How ‘wired up and fired up’ are your staff? Are you getting the most out of your people? Can you afford to be under performing by 35%? If your firm was losing £4.7million each year through poor people management, would that gain the Partners’ attention?
We all know that successful firms focus on developing and communicating with their staff to help the business win that competitive advantage. They:
- focus on the energy, drive, understanding and commitment of everyone in their business
- create business relationships with clients which are virtually impossible for their competitors to copy or break because of the quality, empowerment and energy of their staff
- sell their brand internally as well as externally – to ensure everyone understands what is valued by the organisation, and are sincere and genuine in all they do…. Because:
“Organisations who value their people are rare”
This is about the firm’s ability to retain staff and so provide exceptional service to clients. External branding only works if you focus on Internal branding as well – capable people distinguish businesses.
Our thinking has had to shift. Success is the difference between aspiring to a culture and providing a climate in which people thrive and develop ‘can do’ attitudes to their jobs. You are able to match the external brand (culture) with the internal reality (climate). By doing this you stand a better chance of keeping key staff, who in turn command client loyalty.
For example over the last two decades our culture has significantly changed by the environment we live in – just look at how mobile phones, for example, have changed the way we communicate on a near hourly basis – anywhere in the world.
How can you tell if you have got it right? Well over the years, as a result of analyses into Professional Services Organisations, we have identified how HR can link Key Performance Indicators (KPIs) that affect profitability and show whether there really is a Return on Relationships – emotional capital. For example:
– a regional office of a national law firm, with approximately 550 partners and employees, had staff turnover at 30%, equivalent to nearly £7 million loss (made up of recruitment and lost opportunities costs, lost chargeable time, lack of productivity, etc) – there was no real commitment to staff;
– Another firm with 250 staff identified that through poor promotion processes, they were losing people at critical points in their careers, such as 3 and 5 years PQE. Limited career development and career structure reflected little consideration of individual goals.

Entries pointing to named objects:

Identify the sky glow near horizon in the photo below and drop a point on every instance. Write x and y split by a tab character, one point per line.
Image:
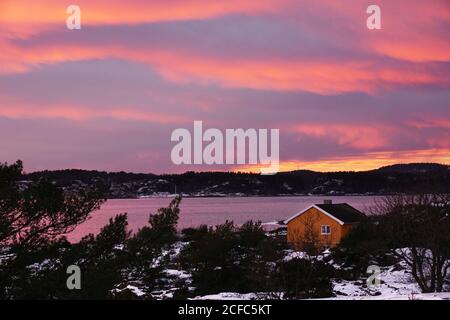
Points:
108	96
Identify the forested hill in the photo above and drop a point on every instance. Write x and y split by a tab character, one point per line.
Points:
392	179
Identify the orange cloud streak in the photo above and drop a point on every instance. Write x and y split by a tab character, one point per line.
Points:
362	162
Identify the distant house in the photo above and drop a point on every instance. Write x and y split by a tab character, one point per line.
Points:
322	225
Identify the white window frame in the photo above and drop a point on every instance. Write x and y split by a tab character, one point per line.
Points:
324	229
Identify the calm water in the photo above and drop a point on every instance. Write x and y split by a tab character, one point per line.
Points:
211	211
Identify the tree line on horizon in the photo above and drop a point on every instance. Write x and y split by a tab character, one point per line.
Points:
413	229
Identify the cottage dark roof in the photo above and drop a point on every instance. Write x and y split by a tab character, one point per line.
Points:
343	212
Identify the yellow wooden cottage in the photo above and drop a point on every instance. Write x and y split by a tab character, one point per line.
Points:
323	225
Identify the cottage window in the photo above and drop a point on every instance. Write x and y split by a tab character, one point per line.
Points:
325	229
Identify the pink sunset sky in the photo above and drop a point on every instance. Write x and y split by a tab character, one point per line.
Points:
108	96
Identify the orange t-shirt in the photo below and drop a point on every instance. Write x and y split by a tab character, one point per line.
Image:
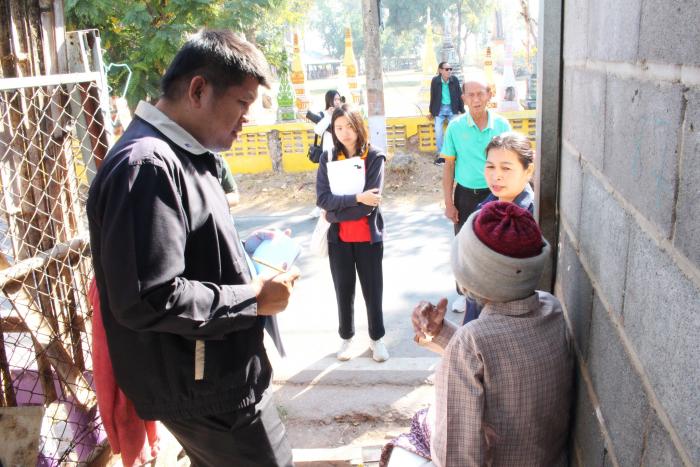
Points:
355	230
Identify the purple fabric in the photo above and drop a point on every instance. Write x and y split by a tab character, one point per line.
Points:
417	440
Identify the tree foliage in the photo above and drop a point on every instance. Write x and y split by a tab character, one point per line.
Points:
330	18
146	34
410	17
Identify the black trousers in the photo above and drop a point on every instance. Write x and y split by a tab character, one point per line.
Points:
249	437
366	259
466	200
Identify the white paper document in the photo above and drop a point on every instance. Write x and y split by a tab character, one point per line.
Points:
347	177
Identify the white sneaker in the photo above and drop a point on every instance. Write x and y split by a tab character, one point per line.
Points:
379	351
344	350
460	305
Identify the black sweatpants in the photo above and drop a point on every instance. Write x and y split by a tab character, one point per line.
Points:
466	200
249	437
366	259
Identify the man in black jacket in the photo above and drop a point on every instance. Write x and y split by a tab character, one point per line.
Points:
183	316
445	102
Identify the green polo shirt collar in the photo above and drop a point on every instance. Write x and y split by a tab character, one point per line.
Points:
466	144
169	128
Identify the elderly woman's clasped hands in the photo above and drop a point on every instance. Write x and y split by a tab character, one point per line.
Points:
428	319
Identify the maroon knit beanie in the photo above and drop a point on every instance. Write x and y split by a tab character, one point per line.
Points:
509	230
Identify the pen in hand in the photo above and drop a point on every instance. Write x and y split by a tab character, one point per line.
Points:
265	263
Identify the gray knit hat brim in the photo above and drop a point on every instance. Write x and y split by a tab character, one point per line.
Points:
491	275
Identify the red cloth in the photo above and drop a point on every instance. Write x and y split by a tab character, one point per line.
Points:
126	432
355	231
509	230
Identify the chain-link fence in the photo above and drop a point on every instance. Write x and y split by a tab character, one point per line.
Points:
52	134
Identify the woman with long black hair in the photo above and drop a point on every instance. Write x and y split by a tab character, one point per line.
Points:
323	129
356	234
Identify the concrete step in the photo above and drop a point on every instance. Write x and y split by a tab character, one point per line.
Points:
335	424
362	371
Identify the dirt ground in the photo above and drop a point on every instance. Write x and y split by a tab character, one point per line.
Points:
419	184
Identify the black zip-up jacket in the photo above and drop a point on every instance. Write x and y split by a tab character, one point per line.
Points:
436	95
179	312
345	207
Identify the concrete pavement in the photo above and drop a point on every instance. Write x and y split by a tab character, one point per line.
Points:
332	404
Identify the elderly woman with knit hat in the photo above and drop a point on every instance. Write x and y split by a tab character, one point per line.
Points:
503	389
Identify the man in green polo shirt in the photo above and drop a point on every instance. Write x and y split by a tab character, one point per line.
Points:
464	149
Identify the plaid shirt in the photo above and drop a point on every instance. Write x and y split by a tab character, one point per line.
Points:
503	389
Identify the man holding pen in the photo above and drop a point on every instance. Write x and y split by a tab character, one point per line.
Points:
183	317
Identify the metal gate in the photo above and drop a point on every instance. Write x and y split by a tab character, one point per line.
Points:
52	133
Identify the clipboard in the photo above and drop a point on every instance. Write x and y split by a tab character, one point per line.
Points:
276	255
346	177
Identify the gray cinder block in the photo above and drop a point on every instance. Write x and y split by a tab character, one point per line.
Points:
570	189
641	145
575	25
687	232
583	113
619	389
660	449
662	320
613	30
577	290
604	239
587	434
669	32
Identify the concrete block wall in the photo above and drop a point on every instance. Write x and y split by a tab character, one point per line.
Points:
628	268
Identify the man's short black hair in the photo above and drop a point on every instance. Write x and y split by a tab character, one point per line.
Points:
222	57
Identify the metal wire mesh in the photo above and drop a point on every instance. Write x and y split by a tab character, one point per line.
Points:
51	136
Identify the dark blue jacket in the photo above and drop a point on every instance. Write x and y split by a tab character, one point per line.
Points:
170	271
345	207
436	95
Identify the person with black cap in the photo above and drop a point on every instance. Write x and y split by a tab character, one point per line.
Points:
504	386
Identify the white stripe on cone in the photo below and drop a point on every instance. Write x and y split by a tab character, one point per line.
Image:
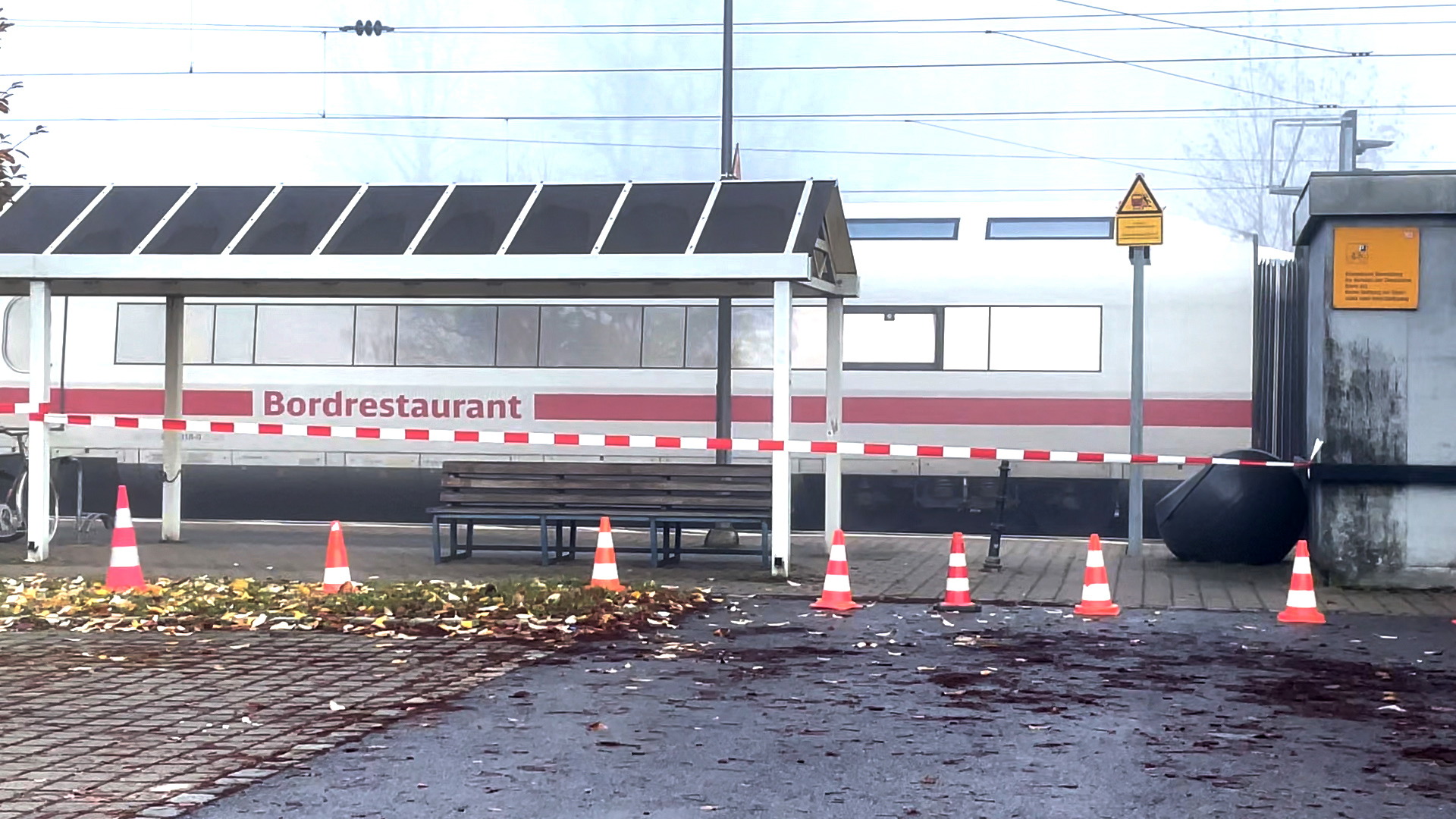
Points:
124	557
1301	599
606	570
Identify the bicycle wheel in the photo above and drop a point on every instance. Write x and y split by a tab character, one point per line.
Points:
12	522
24	496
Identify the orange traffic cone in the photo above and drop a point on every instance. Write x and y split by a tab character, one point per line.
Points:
1097	595
959	580
126	564
604	570
1301	604
836	579
337	563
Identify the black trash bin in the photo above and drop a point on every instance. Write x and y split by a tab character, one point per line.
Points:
1247	515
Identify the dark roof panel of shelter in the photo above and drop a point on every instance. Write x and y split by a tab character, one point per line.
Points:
692	219
475	219
384	221
657	218
39	215
565	219
121	221
207	221
750	218
296	221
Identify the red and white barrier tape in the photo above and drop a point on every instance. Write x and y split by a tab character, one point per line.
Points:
628	442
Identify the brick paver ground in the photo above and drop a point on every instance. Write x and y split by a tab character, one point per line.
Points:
881	567
123	725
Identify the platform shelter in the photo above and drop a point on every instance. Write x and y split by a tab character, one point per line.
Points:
661	241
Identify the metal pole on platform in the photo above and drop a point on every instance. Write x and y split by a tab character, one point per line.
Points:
833	414
172	407
1134	490
38	465
781	491
724	392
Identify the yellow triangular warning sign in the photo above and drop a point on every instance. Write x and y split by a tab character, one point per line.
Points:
1139	200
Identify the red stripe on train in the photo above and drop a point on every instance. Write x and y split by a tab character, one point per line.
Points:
237	403
900	410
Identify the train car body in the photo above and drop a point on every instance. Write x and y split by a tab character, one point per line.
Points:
956	338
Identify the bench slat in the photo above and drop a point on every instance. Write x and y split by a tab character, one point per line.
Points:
488	468
618	483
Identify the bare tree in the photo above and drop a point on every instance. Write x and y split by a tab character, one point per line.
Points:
1244	153
9	165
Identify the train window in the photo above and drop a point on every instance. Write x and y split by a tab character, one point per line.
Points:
234	334
890	337
903	228
753	338
18	334
592	337
517	335
305	334
663	335
1046	338
702	337
967	338
142	334
807	340
197	334
446	335
375	334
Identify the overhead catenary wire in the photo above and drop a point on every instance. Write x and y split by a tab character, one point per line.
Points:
714	25
1134	64
1180	24
1123	114
1071	155
1097	60
764	149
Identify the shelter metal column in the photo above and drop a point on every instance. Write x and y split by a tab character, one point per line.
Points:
783	496
171	439
833	411
38	466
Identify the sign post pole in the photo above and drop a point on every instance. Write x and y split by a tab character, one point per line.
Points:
1139	226
1134	488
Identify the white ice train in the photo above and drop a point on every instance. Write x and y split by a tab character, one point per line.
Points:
956	338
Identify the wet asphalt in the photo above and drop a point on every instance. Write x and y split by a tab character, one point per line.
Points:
762	708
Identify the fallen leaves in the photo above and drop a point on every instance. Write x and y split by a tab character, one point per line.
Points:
532	611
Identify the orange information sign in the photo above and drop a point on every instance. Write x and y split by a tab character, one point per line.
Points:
1378	268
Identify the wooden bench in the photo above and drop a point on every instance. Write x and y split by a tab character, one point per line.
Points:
664	497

◆ Things to do:
[A] In the text on staff engagement, rewrite the passage from "Our thinking has" up to and including "command client loyalty.", swapping "key staff" for "essential staff".
[B] Extend the text on staff engagement and internal branding, picking up after its final sentence.

◆ Per-task outputs:
[A]
Our thinking has had to shift. Success is the difference between aspiring to a culture and providing a climate in which people thrive and develop ‘can do’ attitudes to their jobs. You are able to match the external brand (culture) with the internal reality (climate). By doing this you stand a better chance of keeping essential staff, who in turn command client loyalty.

[B]
Clearly some cost is unavoidable; there will always be some staff turnover, or sickness and people will have variable performance.
The Human Resources Department can support Heads of Department, Team Leaders, Partners and Managers by providing details of and explanations about;
- Staff turnover (including retention of new staff)
- Costs of advertising and recruitment through agencies, the Internet, newspapers, etc.
- Areas of sickness which reflect a lack of motivation, repeated illnesses (that require further investigation) and repeated doctor and dentist appointments
- Management time spent on recruitment, induction, performance management and coaching – and what outcomes are achieved.
Analysis of these KPIs often highlights poor delegation, ineffective performance management, inaccurate time recording, unclear communication and, of course insufficient use of other professionals in the practice, e.g. HR, Marketing, IT or Finance.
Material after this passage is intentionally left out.